STATED GOAL:
Copy out the listing below, renaming every "photo" as "image" and leaving all else unchanged. Omit the pictures from your copy.

Start GIVEN INFORMATION

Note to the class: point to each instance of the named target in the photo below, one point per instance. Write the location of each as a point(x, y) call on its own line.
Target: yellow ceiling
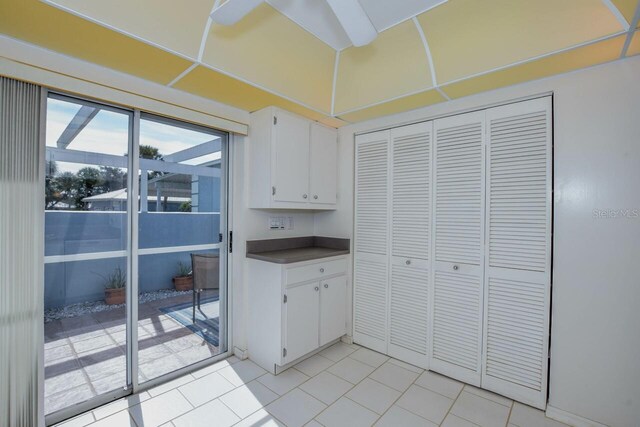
point(486, 38)
point(269, 50)
point(176, 28)
point(266, 59)
point(626, 7)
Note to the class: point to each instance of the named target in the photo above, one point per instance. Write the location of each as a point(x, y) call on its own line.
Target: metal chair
point(206, 275)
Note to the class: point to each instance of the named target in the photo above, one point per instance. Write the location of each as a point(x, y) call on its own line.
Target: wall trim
point(28, 62)
point(570, 418)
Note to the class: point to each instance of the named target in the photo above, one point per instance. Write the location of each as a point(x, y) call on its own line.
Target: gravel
point(81, 308)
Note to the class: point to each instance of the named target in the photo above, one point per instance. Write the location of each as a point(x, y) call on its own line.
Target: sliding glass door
point(135, 274)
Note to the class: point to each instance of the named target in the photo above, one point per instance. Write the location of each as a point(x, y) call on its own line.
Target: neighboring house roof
point(121, 195)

End GIVEN INFORMATION

RESULT FOR THIS EXERCISE:
Note to the class: point to each instance of the named target in the image below, one point per instance. Write the location of each as a point(x, y) call on its own line.
Target: yellow ceiling
point(486, 38)
point(269, 50)
point(176, 28)
point(266, 59)
point(626, 7)
Note to the class: point to each instance of the named target in the image above, one point per instance. Write the location of each as a point(x, y) call on its own line.
Target: metal chair
point(206, 275)
Note to the class: point to each instance of the named target in the image above, one point per instance. Write the location of each as a point(x, y) call on its own line.
Target: wall trim
point(28, 62)
point(570, 418)
Note to the class: point to each instance of the named target in the image above, one point per instance. Write the location of each as a point(x, y) call on its own line.
Target: gravel
point(81, 308)
Note to the class: point to each instance of the named target in the image above, one point per instance. Write the location of each as a point(x, y) call on its own line.
Target: sliding glass door
point(135, 274)
Note to the class: point to each instance of the named target in the image above, one point per instance. Write the location of each as a point(x, y) call on its own line.
Target: neighboring house roof
point(121, 195)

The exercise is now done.